**GIVEN INSTRUCTION 1**.
Locate every line in the records below that contains the word "metal", matching case exactly, and copy each such line in full.

**EXCERPT**.
-----
You might not know about 3D NAND yet, but you should. The tiered form of flash memory offers a cost-effective way to store all that data you need to run your plant. You should also be aware of the technical challenges.

Odds are pretty high that you’ve spent little to no time thinking about 3D NAND technology, but your customers have and here’s why: Data.

All the hottest concepts in technology — the cloud, big data, internet of things, etc. — require storing, processing and sharing data, and those data requirements are increasing every day.

Traditional 2D NAND-based flash memory has been a workhorse of our digital storage economy, but its architecture has reached its physical limits, so suppliers are moving on to the next generation: 3D NAND.

As the name suggests, 3D NAND consists of tiers of memory capacity stacked on top of each other (see graphic below). This new architecture delivers significantly more storage capacity at a lower cost per gigabyte, making the transition to 3D NAND a no brainer.

Entegris

Unfortunately, as with most new technologies, the devil is in the details. Currently, manufacturing 3D NAND at scale is a challenge given all the new processes steps required to stack and connect each tier. Even so, the industry is making great strides and many analysts believe 2018 is the year 3D NAND goes mainstream.

Why Now?

Samsung, Toshiba and INTEL/Micron were the leaders to high-volume manufacturing (HMV) of 3D NAND from 2013, but costs remained high due to production complexities. Progress has been made in the five years since, but rising demand coupled with a potential shortage of 2D NAND supply has created a perfect storm opportunity for the entire industry — chipmakers, equipment manufacturers, materials suppliers — to work together to solve these last mile challenges.

What’s It Going to Take?

The transition from 2D to 3D NAND architecture required significant changes to the way new memory devices are manufactured, but the good news is that the technical challenges are being overcome. In 2D the challenge was to shrink laterally, whereas in 3D the challenges are driven mainly by the processes of etching and deposition at extreme aspect ratios (ratio of a hole diameter with its depth). As with other new technologies, a focus on process efficiency, materials innovations, and contamination controls will be crucial to achieving High Volume Manufacturing (HVM) that meets performance, yield, and cost requirements.
-----
**EXERCISE DATA**.
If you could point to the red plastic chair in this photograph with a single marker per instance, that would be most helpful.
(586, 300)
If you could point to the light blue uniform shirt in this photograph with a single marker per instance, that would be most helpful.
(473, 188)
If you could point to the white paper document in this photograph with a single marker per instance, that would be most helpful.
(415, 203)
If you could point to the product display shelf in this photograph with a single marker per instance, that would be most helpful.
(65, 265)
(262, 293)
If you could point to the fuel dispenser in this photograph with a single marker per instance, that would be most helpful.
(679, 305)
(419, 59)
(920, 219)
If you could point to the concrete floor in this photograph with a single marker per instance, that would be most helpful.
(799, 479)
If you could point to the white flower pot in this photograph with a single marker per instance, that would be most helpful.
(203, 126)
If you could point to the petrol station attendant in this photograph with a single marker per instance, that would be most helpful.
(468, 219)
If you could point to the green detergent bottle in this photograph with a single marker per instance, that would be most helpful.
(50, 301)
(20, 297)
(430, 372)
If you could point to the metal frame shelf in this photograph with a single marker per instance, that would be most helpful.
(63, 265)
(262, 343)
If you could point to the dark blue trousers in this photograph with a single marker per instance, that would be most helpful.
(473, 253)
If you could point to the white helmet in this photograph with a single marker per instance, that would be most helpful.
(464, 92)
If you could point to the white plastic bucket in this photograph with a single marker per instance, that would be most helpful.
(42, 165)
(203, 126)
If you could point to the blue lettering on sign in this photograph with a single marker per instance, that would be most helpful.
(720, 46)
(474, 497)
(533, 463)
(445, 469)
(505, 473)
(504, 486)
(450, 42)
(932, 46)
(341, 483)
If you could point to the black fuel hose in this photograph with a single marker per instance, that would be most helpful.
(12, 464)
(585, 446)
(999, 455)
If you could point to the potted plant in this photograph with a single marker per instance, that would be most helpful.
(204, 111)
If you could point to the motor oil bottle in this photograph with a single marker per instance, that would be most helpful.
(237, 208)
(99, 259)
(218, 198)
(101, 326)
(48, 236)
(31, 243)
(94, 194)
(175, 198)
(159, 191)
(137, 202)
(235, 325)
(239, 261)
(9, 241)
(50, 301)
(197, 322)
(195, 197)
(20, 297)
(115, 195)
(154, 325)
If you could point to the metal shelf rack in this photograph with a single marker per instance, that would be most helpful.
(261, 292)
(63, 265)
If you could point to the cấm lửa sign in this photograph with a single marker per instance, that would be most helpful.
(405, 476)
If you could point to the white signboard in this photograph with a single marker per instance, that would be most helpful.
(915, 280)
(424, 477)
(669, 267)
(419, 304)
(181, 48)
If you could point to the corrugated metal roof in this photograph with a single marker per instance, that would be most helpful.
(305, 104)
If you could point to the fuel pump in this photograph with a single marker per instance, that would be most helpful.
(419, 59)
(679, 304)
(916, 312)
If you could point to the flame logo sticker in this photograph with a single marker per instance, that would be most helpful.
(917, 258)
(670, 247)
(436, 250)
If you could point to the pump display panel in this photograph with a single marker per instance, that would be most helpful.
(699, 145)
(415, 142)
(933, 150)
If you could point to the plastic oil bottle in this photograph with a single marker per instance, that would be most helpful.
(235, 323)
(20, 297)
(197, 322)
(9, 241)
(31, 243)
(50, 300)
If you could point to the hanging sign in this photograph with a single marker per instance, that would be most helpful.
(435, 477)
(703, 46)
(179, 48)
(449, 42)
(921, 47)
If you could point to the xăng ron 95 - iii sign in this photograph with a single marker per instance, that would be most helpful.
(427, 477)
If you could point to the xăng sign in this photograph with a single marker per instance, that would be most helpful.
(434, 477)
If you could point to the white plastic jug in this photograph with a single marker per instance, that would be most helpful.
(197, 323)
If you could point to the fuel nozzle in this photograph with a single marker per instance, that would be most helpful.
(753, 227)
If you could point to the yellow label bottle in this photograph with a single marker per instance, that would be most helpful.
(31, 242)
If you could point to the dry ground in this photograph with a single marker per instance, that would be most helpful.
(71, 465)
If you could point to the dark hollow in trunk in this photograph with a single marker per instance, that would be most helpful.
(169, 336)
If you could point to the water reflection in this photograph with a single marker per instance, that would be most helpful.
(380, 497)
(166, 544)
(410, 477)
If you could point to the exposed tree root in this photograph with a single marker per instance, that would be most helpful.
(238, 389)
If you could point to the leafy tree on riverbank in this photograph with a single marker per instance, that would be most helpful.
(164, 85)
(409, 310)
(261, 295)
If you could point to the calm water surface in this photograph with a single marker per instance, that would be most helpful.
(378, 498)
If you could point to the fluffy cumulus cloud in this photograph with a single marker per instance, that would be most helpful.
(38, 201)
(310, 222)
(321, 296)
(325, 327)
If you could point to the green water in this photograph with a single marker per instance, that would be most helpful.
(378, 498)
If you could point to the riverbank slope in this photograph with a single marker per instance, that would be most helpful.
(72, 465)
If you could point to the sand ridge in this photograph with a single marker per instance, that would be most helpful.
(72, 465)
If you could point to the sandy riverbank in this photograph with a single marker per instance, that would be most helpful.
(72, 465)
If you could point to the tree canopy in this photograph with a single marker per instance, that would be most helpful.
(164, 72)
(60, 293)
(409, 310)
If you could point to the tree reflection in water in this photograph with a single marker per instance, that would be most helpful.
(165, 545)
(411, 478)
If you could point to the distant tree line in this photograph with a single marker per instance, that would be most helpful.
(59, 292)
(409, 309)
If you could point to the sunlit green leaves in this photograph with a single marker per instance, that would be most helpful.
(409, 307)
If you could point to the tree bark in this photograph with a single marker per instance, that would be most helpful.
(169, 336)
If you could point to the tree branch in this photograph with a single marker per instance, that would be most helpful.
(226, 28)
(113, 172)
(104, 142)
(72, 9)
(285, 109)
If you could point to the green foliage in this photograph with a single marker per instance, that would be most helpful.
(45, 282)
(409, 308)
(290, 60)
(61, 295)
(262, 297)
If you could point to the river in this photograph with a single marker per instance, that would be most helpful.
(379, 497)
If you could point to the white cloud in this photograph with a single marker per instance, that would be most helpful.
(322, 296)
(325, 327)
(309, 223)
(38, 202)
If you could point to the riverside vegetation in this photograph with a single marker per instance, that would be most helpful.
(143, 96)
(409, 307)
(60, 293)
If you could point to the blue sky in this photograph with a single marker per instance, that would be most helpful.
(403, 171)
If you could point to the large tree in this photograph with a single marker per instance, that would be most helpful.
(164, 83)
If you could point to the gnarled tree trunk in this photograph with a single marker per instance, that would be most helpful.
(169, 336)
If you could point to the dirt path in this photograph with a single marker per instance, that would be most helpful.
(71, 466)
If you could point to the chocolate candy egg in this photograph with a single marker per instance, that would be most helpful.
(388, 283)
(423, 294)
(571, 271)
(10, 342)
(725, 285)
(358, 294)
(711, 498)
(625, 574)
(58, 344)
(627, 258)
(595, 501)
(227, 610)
-----
**GIVEN INSTRUCTION 2**.
Retype the passage of the 3D NAND article above, starting with "You might not" and going on through "generation: 3D NAND.".

**CORRECT RESULT 1**.
If you could point to the metal frame shelf in this photograph with a single marker per instance, that would be most helpful.
If you could point to the metal shelf rack in this photograph with a single marker per instance, that would be most helpful.
If you could point to the corrugated metal roof in this photograph with a single marker per instance, that would be most helpful.

**CORRECT RESULT 2**.
You might not know about 3D NAND yet, but you should. The tiered form of flash memory offers a cost-effective way to store all that data you need to run your plant. You should also be aware of the technical challenges.

Odds are pretty high that you’ve spent little to no time thinking about 3D NAND technology, but your customers have and here’s why: Data.

All the hottest concepts in technology — the cloud, big data, internet of things, etc. — require storing, processing and sharing data, and those data requirements are increasing every day.

Traditional 2D NAND-based flash memory has been a workhorse of our digital storage economy, but its architecture has reached its physical limits, so suppliers are moving on to the next generation: 3D NAND.